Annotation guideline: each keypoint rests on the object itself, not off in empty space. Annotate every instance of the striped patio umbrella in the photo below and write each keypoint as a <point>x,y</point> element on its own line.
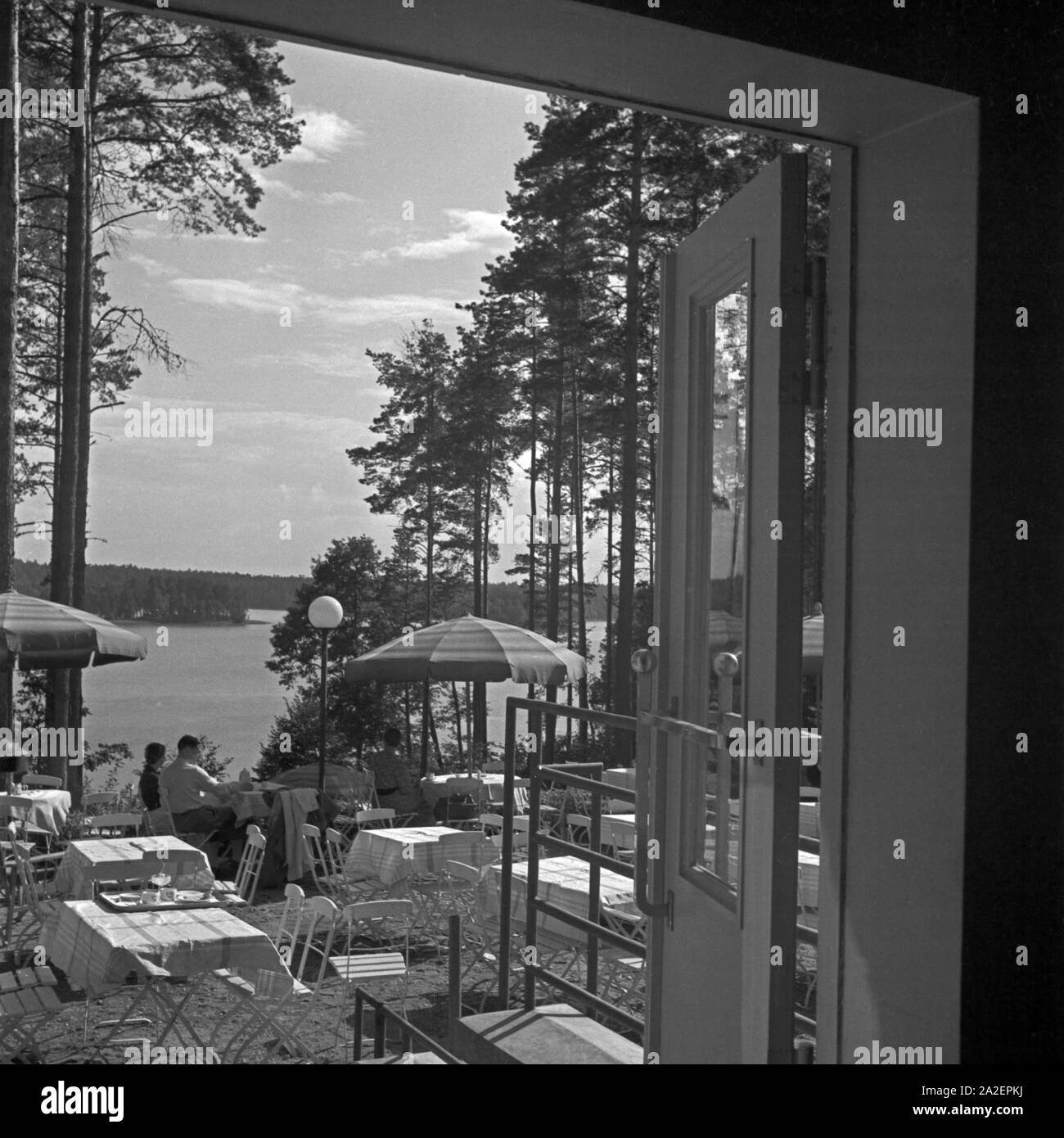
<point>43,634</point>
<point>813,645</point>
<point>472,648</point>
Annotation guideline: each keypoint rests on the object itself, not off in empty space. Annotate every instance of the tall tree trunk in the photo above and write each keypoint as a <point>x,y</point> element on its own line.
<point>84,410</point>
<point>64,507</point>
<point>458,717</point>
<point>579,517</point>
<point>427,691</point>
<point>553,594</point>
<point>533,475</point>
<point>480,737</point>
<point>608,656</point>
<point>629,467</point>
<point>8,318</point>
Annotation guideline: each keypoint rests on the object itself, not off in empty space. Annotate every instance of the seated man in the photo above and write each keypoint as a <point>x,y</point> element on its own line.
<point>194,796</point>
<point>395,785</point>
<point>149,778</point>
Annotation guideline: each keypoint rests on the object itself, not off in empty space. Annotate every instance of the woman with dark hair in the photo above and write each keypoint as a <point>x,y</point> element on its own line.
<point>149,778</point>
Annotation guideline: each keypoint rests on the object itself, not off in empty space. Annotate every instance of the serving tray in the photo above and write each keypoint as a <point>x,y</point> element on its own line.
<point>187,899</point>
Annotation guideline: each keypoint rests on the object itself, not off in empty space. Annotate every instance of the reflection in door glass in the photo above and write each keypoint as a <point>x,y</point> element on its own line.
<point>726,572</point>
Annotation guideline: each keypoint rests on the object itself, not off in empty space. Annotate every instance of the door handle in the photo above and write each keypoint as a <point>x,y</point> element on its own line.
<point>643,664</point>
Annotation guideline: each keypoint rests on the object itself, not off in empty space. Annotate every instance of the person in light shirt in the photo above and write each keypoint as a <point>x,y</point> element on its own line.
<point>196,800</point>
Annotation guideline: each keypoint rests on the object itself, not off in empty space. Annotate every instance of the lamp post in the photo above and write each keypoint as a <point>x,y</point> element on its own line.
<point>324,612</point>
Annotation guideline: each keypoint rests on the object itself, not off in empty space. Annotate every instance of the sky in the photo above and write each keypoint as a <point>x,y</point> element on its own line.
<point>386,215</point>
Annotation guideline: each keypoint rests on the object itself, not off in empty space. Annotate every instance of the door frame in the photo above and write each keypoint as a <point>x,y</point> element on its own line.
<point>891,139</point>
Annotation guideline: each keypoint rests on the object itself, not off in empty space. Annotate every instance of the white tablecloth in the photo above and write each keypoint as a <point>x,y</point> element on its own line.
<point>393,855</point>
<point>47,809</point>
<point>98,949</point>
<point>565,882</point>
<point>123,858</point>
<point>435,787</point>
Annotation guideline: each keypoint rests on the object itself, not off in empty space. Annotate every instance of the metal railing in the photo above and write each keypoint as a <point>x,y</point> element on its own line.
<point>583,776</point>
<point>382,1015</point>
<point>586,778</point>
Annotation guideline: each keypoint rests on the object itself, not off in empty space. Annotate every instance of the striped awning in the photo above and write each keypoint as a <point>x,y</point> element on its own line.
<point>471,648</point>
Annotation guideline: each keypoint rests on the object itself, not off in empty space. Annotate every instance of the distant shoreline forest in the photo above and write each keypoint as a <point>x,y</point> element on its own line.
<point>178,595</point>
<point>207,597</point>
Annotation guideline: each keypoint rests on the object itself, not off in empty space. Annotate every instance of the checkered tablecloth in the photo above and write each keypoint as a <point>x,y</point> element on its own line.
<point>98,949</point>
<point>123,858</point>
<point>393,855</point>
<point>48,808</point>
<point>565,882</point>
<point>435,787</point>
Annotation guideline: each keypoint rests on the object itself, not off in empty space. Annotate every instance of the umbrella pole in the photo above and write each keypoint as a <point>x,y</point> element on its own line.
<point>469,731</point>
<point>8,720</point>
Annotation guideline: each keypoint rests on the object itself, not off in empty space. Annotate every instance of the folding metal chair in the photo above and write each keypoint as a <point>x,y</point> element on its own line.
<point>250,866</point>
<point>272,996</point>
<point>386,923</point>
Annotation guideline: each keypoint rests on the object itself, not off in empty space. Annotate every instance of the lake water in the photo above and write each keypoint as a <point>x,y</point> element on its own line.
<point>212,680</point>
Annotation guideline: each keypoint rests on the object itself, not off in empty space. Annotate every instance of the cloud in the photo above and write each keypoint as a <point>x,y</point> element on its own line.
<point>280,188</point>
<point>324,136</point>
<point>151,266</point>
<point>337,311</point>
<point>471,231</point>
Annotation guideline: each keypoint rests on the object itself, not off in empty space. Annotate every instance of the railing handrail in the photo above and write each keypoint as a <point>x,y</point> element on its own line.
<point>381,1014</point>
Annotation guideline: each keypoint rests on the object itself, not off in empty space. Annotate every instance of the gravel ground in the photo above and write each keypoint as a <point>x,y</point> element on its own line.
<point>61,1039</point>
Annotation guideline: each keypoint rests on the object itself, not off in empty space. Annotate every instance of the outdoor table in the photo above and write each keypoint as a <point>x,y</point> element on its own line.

================

Quote everything in the material from the line containing "of the tall" down to the line containing "<point>84,410</point>", including both of those lines.

Annotation guideline: each keypoint rests on the object itself, not off in empty space. Annotate every instance of the tall tree trunk in the photo above and write each keypoint as a <point>x,y</point> element on its own line.
<point>84,410</point>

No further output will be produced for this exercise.